Copy out, from the data below, each line in which the word "locate" occurs.

• Photo-based referring expression data
•••

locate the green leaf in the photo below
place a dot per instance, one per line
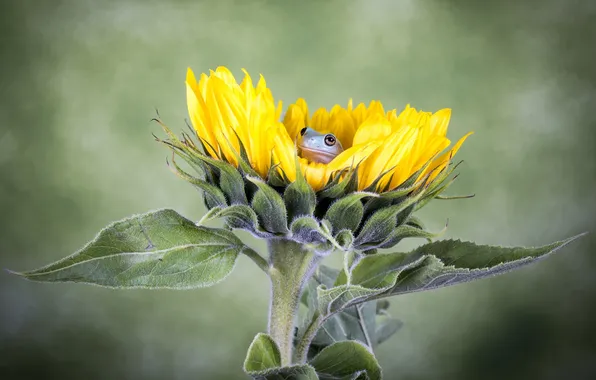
(347, 212)
(270, 207)
(213, 195)
(159, 249)
(450, 262)
(263, 362)
(263, 354)
(337, 298)
(347, 358)
(354, 323)
(381, 270)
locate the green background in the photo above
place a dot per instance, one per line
(79, 83)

•••

• ANSWER SPACE
locate the green leaf in the photo below
locate the green background in the photo above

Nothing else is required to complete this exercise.